### GIVEN TASK:
Please return the part of the noun property ratings notebook starting with "## 2. Configuration" and going on through "# JSONL format (one JSON object per line)", copied word for word.

--- DOCUMENT EXCERPT ---

# Generate Noun Property Ratings

This notebook rates all nouns on selected properties and saves to JSON/JSONL.

**Output:** 
- `noun_property_ratings.jsonl` - JSONL format (one JSON object per line)
- `noun_property_nested.json` - Nested JSON format (nouns with property objects)

## 1. Setup

In [1]:
import torch
import pandas as pd
from transformers import AutoModelForCausalLM, AutoTokenizer, pipeline
from tqdm import tqdm
import os
import re
import json



## 2. Configuration

In [2]:
# File paths
NOUNS_FILE = "nouns.txt"
PROPERTIES_FILE = "curated_properties.txt"  # Use curated_properties.txt for 15 properties
OUTPUT_FILE = "noun_curated_property_ratings.jsonl"  # JSONL format (one JSON object per line)

# How often to save progress
SAVE_FREQUENCY = 200

## 3. Load Model

In [3]:
print("Loading model...")

model = AutoModelForCausalLM.from_pretrained(
    "microsoft/Phi-3-mini-4k-instruct",
    device_map="mps",  # Change to "cuda" for NVIDIA GPU or "cpu" for CPU, mps for mac
    torch_dtype="auto",
    trust_remote_code=False,
)

tokenizer = AutoTokenizer.from_pretrained("microsoft/Phi-3-mini-4k-instruct")

pipe = pipeline(
    "text-generation",
    model=model,
    tokenizer=tokenizer,
    return_full_text=False,
    max_new_tokens=50,
    do_sample=False,
)

--- DATA EXTRACT ---

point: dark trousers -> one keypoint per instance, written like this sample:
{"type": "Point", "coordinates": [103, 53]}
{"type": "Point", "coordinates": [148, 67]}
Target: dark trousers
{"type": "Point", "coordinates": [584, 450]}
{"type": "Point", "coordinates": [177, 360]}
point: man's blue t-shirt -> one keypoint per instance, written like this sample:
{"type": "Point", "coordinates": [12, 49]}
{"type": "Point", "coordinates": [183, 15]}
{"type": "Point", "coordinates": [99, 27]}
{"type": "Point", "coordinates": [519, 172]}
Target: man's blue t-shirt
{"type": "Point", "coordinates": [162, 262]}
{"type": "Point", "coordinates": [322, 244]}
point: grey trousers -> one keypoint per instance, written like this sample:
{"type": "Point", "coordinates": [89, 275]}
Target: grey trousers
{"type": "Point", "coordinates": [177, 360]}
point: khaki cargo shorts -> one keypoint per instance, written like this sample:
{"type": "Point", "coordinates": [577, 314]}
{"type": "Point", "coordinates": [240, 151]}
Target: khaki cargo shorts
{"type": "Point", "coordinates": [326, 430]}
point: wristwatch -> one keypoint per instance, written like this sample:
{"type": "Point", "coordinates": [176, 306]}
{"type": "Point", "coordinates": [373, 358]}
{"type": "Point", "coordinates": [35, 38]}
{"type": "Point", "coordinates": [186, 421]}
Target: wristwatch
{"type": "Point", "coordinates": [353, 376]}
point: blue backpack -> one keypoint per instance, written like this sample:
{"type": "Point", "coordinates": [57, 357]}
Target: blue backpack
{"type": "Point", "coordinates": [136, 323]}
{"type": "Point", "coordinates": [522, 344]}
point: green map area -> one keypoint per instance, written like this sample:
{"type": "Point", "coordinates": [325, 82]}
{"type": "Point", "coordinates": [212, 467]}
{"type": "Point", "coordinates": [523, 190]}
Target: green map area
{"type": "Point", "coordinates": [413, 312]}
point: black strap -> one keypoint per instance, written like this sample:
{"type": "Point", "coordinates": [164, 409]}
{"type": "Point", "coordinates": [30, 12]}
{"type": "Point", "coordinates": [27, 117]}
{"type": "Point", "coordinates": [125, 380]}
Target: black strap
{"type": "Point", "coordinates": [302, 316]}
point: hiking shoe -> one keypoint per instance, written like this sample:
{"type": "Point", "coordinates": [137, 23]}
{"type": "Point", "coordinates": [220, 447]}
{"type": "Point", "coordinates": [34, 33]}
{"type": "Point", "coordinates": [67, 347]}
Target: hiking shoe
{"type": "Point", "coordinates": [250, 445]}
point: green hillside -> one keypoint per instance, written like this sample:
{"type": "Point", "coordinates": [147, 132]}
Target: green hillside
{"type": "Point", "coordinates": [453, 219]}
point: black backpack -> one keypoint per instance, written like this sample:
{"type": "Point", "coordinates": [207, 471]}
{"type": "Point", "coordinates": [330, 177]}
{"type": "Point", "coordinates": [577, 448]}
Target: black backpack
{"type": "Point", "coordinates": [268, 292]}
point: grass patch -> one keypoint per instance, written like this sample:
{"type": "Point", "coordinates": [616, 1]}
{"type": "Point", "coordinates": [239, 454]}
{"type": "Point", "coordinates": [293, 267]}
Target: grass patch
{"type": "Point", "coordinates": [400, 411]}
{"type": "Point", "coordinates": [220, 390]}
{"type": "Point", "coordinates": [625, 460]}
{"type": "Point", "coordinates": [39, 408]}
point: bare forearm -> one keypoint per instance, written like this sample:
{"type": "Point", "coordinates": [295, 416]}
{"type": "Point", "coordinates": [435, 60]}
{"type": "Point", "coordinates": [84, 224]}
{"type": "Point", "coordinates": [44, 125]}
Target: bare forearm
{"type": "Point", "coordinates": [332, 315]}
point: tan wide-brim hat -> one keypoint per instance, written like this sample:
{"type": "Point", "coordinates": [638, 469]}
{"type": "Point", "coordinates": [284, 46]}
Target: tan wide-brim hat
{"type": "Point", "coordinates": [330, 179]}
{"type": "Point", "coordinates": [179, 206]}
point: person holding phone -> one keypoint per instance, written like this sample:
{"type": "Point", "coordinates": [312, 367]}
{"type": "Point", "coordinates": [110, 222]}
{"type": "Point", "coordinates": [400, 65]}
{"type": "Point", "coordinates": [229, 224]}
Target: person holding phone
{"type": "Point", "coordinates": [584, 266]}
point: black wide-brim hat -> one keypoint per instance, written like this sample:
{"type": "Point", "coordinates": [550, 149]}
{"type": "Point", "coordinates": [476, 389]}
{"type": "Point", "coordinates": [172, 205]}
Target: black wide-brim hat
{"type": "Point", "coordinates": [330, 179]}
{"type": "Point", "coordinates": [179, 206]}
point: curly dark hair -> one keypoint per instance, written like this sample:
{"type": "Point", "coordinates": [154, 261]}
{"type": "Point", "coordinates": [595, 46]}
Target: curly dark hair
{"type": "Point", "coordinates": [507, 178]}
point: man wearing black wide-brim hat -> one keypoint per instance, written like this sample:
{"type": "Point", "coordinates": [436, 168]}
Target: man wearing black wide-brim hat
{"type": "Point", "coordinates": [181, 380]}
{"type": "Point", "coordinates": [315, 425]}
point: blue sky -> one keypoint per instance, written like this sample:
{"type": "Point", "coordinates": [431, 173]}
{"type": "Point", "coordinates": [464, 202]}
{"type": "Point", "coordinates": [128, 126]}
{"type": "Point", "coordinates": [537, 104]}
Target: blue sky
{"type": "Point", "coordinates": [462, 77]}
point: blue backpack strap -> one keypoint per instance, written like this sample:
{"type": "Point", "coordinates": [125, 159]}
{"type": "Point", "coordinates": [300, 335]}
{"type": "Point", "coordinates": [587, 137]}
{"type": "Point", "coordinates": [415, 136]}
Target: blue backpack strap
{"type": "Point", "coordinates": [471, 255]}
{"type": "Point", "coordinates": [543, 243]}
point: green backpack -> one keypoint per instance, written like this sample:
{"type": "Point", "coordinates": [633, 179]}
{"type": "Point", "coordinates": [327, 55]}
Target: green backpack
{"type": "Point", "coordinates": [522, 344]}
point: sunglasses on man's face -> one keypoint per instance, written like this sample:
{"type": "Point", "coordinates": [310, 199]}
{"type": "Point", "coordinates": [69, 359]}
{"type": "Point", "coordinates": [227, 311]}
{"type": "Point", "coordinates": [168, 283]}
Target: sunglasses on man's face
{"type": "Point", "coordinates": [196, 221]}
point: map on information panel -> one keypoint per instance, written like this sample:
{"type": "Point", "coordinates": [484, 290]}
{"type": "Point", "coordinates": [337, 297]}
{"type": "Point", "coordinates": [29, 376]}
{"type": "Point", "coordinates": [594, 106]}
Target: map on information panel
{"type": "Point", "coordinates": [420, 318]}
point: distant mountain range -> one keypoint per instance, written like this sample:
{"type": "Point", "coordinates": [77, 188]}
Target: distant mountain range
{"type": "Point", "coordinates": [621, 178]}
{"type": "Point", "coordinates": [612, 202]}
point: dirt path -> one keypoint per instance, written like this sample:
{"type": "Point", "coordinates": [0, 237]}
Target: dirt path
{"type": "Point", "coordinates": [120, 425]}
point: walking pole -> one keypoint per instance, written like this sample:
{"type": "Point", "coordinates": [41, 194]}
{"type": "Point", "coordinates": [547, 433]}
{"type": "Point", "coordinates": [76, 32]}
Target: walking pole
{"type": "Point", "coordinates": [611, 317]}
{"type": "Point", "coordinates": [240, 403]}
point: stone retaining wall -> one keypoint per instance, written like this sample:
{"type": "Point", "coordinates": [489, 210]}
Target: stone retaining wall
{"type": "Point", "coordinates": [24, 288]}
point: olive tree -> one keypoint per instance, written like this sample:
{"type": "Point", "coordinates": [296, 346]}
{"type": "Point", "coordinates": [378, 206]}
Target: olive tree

---

### FINISHED TASK:
## 2. Configuration

In [2]:
# File paths
NOUNS_FILE = "nouns.txt"
PROPERTIES_FILE = "curated_properties.txt"  # Use curated_properties.txt for 15 properties
OUTPUT_FILE = "noun_curated_property_ratings.jsonl"  # JSONL format (one JSON object per line)